## Texte à lire
........

Huit ans après le début du soulèvement populaire qui s’est progressivement transformé en guerre, l’industrie syrienne peine à se relever. Sanctions, contrebande, corruption, libéralisation… les défis sont multiples.

L’activité dans le souk Hamidieh de Damas à la mi-mars 2019.
L’activité dans le souk Hamidieh de Damas à la mi-mars 2019. Louai Beshara/AFP

Avant 2011, la production manufacturière en Syrie contribuait à 4,4 % du PIB et représentait près de 15 % des emplois. Mais le secteur a été l’un des plus gravement touchés par la guerre. Les destructions et dommages subis par les établissements industriels, publics et privés, sont estimés entre 3 et 4,5 milliards de dollars.

La métropole d’Alep, en particulier, a payé un lourd tribut. Avant le conflit, la région employait à elle seule presque 50 % de la main-d’œuvre industrielle du pays, et abritait 17 zones industrielles, dont celle de Sheikh Najjar, qui regroupait plus de 2 700 entreprises et 31 000 travailleurs. À la fin de l’année 2018, Sheikh Najjar n’employait plus que 18 000 personnes dans 500 établissements industriels. À l’échelle nationale, le nombre d’usines est passé d’environ 130 000 en 2011 à moins de 70 000.

........

## Données fournies
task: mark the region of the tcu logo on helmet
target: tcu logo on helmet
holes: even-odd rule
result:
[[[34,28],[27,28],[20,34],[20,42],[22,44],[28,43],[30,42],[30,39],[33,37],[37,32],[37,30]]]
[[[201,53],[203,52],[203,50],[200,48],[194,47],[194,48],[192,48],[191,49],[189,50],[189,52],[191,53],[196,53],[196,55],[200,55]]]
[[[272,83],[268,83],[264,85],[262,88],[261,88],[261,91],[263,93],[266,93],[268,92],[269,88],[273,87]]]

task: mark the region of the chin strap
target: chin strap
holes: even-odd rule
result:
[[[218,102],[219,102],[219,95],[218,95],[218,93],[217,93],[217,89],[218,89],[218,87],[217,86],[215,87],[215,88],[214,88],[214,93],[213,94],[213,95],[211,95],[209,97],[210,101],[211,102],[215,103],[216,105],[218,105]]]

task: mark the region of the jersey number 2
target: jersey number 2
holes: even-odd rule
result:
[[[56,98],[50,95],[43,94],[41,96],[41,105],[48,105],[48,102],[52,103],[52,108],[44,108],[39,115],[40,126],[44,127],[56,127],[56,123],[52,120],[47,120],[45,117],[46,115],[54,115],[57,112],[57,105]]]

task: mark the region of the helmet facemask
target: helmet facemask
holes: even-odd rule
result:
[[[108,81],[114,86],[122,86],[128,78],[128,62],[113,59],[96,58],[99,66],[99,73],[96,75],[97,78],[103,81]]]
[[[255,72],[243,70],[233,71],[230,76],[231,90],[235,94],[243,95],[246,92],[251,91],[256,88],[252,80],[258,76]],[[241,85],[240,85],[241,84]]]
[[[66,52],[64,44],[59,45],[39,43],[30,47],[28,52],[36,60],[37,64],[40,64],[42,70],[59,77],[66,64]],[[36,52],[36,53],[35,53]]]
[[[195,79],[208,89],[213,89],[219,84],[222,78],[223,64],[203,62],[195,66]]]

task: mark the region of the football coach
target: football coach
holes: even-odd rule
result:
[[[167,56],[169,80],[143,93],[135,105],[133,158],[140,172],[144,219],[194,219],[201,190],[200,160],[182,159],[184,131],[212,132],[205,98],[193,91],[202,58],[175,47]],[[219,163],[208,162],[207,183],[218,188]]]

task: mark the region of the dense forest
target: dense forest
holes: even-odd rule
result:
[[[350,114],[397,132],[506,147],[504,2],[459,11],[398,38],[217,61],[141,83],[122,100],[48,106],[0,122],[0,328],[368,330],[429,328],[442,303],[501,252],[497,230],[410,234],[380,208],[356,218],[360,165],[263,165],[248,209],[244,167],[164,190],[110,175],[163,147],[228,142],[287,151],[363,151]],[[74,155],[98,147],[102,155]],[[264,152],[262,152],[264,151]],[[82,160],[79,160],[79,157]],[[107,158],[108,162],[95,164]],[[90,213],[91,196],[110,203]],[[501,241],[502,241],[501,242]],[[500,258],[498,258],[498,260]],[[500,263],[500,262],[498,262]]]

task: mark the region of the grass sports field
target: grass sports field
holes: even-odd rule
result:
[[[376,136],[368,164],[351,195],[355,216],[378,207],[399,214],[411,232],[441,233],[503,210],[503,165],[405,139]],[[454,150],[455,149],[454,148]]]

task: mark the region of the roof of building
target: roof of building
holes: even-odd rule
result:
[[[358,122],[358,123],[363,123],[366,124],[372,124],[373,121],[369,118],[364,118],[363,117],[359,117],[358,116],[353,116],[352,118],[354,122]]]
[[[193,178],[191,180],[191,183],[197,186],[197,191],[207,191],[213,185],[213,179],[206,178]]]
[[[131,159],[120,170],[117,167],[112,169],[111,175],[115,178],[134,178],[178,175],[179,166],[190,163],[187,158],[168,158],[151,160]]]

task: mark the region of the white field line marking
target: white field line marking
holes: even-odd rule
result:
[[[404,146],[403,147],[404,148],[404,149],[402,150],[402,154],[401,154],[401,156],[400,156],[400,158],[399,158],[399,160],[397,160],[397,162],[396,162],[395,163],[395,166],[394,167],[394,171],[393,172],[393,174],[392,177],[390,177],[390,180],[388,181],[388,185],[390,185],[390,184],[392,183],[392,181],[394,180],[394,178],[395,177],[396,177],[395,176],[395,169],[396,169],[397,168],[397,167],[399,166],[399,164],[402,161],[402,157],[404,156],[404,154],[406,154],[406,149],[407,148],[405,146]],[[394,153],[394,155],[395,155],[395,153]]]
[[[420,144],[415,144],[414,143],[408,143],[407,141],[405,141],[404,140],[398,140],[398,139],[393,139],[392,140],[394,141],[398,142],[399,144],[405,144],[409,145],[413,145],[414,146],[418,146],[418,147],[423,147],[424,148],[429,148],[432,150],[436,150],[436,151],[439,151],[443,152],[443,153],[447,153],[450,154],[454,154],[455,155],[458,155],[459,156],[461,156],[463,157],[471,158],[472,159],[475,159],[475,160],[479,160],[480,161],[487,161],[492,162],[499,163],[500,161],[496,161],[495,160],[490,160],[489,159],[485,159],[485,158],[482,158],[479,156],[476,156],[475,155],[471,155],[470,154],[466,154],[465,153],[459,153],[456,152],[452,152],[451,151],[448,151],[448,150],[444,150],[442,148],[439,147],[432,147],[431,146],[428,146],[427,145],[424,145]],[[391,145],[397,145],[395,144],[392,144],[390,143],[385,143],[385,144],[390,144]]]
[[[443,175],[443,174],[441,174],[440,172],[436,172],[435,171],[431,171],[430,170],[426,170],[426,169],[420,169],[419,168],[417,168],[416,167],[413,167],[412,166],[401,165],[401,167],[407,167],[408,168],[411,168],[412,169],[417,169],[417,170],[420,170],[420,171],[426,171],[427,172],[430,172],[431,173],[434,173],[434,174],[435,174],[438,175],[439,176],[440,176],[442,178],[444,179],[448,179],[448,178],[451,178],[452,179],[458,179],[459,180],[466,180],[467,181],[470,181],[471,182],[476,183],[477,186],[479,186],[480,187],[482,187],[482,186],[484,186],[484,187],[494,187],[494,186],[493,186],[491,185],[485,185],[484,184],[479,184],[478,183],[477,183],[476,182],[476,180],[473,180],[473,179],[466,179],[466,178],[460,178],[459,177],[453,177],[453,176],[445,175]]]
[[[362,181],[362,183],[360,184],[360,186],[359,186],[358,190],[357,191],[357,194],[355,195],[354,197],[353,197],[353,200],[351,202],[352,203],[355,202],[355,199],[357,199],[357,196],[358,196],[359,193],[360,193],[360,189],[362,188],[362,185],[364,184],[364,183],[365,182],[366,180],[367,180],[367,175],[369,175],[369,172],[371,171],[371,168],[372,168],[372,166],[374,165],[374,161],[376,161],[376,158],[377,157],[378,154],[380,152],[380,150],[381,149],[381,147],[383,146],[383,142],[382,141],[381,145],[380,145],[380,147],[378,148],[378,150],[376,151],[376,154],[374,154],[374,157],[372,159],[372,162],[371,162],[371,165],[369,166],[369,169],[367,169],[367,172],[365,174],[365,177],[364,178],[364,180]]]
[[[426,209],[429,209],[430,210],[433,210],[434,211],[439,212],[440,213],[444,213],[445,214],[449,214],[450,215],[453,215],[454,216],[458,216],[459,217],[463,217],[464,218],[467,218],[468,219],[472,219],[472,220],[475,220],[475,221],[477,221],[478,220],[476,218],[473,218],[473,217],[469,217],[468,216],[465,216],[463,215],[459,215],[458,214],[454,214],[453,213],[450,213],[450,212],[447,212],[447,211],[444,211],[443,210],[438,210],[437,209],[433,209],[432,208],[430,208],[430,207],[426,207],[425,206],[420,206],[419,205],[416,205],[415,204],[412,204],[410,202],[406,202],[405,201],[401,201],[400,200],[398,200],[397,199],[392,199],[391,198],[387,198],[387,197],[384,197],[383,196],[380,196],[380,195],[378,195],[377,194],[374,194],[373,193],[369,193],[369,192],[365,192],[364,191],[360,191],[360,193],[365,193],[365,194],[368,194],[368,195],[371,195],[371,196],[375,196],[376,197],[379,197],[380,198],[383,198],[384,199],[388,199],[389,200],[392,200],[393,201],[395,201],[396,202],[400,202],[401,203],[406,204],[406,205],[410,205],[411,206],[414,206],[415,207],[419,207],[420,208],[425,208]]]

........

## À faire
1. Répondez aux questions suivantes à partir du texte sur l'industrie syrienne.
(a) Avant 2011, quelle part du PIB la production manufacturière représentait-elle en Syrie ?
(b) Combien d'entreprises la zone industrielle de Sheikh Najjar regroupait-elle avant le conflit ?
(c) Combien d'usines le pays comptait-il environ en 2011 ?
2. Écrivez, s'il vous plaît, la suite du texte sur l'industrie syrienne à partir de sa dernière phrase.

## Corrigé
1.
(a) 4,4 %.
(b) Plus de 2 700.
(c) Environ 130 000.

2.
Beaucoup de grands industriels ont quitté le pays et investi leurs capitaux dans les pays voisins, en particulier en Égypte et en Turquie. Entre 2012 et 2018, plus de 800 millions de dollars ont été investis par des hommes d’affaires syriens en Égypte dans un certain nombre de projets, en particulier dans les secteurs du textile et de la restauration.

L’exemple le plus célèbre de cette présence syrienne en Égypte est Mohammad Kamel Sabbagh Sharabati qui a fui la Syrie en 2012. Avant 2011, il figurait sur la liste des 100 hommes d’affaires les plus importants en Syrie et était membre de la Chambre d’industrie d’Alep. Au début de l’année 2018, Sharabati a ouvert dans la ville industrielle de Sadat City au Caire le plus grand complexe d’usines textiles en Afrique, dont la valeur est estimée à deux milliards de dollars.

En Turquie, l’Union des Chambres de commerce a recensé 7 972 entreprises créées avec des fonds syriens sur 42 217 sociétés mixtes, ce qui représente environ 381 millions de dollars d’investissements depuis 2011. Les principaux domaines d’activité des sociétés syro-turques sont néanmoins le commerce de gros, l’immobilier et la construction.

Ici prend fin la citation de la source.